WHAT TO DO:
Among the lines of the records, please find those that contain the word "sign" and copy them.

INPUT FOR THIS TASK:
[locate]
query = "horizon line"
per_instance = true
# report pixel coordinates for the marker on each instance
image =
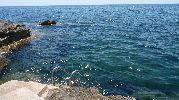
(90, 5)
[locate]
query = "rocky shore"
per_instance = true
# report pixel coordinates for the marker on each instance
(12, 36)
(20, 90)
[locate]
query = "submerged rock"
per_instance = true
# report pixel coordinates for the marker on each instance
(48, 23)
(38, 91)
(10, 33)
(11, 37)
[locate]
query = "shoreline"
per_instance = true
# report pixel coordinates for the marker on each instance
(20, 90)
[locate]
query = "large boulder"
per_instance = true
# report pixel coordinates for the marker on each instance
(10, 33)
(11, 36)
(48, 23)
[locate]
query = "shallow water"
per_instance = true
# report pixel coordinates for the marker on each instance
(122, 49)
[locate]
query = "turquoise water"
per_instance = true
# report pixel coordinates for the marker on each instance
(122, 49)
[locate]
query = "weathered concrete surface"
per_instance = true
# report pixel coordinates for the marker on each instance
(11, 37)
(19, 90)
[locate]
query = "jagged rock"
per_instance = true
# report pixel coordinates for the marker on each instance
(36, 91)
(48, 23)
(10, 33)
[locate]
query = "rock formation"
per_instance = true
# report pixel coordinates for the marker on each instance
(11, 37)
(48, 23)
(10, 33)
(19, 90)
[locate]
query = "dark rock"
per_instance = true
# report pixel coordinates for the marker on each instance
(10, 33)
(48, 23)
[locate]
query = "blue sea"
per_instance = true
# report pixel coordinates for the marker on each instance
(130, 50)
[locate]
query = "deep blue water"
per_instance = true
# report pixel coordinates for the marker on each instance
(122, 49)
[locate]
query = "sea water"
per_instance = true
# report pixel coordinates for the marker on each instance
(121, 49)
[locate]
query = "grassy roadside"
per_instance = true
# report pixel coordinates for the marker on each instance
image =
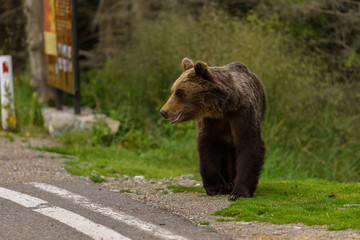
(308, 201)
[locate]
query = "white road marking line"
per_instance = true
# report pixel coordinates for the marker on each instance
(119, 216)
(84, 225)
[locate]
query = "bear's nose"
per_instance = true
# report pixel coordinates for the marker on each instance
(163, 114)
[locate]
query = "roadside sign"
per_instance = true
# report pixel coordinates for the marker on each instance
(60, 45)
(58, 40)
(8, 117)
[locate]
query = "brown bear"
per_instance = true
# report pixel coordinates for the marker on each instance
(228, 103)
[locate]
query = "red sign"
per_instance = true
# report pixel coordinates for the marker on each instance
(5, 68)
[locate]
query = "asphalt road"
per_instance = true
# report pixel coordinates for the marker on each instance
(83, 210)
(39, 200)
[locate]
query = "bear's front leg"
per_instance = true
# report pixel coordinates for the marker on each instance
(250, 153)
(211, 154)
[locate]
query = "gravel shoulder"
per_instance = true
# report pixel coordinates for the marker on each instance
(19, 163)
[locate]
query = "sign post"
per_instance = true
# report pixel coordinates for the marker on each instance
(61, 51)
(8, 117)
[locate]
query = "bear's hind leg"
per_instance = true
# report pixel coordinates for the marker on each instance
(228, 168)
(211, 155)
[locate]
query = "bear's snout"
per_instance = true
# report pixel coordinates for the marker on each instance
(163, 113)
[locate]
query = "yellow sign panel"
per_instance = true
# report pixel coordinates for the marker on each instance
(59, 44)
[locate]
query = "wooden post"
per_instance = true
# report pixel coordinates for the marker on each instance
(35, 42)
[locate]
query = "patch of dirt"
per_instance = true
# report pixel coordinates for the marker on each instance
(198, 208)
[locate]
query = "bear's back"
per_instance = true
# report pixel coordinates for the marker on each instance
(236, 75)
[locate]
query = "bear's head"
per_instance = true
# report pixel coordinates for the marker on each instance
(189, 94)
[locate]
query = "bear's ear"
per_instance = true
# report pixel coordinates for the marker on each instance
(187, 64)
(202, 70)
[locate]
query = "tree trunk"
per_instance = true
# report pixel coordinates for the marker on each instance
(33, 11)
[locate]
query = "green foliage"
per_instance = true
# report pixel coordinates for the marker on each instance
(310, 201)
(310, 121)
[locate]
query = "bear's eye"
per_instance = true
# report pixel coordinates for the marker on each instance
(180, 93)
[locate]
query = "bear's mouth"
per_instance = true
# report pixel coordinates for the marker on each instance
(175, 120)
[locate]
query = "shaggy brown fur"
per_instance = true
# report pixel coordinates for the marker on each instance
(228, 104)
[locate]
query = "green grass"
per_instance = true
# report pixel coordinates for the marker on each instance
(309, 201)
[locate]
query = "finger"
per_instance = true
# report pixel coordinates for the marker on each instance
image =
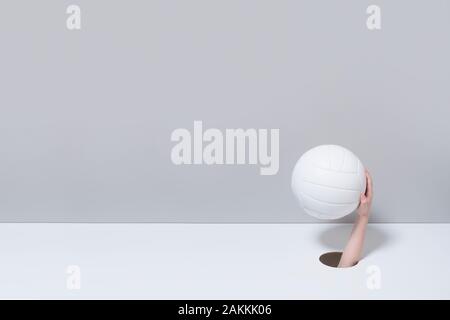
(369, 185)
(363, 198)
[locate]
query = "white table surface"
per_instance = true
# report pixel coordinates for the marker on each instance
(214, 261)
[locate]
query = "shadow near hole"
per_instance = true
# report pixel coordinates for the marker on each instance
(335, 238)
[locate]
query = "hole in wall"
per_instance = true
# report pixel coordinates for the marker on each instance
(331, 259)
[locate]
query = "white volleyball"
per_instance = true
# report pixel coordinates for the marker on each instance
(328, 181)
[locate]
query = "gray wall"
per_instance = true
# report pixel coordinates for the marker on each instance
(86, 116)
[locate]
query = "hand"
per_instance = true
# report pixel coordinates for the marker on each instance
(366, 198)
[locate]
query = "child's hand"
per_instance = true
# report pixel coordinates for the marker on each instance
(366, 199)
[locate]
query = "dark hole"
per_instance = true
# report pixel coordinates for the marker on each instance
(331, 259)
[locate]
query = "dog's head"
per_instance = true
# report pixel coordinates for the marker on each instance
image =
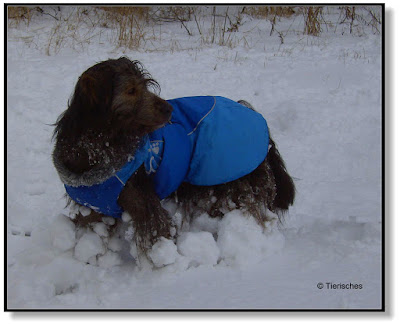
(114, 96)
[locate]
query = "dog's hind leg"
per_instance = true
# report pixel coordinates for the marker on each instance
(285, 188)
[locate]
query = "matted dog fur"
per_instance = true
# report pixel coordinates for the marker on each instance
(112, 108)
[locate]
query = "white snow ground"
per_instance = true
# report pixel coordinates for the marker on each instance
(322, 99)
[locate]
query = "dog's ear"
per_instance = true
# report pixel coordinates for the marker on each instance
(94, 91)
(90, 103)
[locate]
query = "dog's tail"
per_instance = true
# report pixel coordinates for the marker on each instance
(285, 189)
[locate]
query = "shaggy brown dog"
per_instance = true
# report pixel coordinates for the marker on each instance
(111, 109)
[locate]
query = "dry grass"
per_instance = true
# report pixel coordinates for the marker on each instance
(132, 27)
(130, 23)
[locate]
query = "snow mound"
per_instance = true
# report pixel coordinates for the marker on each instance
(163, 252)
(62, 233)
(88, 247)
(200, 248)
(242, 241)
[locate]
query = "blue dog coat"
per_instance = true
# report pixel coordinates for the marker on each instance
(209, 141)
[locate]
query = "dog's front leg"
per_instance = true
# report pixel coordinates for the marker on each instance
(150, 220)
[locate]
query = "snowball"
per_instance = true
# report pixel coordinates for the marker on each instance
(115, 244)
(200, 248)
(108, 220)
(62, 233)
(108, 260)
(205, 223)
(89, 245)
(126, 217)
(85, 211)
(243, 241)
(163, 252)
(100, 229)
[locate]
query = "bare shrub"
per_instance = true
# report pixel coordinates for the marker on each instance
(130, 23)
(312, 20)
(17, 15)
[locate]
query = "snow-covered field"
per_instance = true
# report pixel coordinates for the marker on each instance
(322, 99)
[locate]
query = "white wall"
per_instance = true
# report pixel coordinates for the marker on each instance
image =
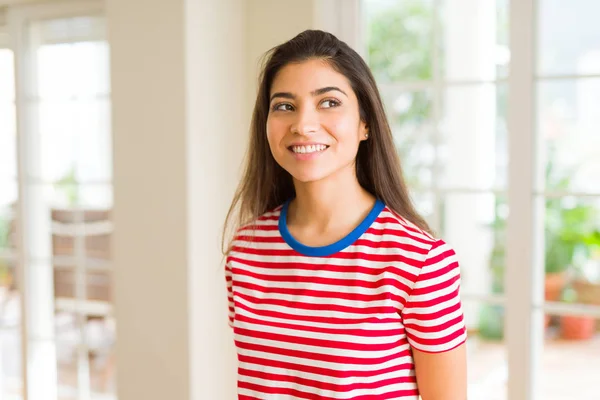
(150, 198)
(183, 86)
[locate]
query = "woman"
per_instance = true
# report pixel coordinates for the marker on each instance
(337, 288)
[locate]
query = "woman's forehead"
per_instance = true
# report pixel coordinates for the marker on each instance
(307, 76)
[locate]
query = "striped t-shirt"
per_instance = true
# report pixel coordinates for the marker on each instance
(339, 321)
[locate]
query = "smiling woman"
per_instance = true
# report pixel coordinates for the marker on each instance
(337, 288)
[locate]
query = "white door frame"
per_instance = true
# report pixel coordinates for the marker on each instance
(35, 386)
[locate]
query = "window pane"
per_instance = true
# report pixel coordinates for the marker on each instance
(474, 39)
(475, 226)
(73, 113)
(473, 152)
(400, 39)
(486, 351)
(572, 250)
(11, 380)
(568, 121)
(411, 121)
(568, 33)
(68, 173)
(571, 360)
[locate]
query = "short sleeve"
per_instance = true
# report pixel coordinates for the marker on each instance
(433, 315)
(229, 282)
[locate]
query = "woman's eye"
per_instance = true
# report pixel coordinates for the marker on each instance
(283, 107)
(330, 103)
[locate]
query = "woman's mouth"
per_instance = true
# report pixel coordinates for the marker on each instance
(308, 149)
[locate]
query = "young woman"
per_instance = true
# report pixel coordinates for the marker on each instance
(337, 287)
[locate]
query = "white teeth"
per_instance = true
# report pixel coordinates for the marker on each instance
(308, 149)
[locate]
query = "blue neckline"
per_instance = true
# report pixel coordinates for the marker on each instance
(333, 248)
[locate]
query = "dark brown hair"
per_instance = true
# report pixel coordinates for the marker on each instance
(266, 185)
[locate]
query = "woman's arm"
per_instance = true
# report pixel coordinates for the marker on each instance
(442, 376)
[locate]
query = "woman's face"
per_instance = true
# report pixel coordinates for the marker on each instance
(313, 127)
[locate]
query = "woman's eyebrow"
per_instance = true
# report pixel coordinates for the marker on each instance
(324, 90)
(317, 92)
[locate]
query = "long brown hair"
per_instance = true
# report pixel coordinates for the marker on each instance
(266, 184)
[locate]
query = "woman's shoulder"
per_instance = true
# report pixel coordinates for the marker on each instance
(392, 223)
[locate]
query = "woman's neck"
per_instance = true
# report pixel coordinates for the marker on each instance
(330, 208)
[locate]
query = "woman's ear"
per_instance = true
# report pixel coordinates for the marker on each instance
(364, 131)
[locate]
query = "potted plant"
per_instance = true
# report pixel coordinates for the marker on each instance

EXERCISE OUTPUT:
query = "roadside sign"
query = "red sign"
query = "sign post"
query = "yellow sign panel"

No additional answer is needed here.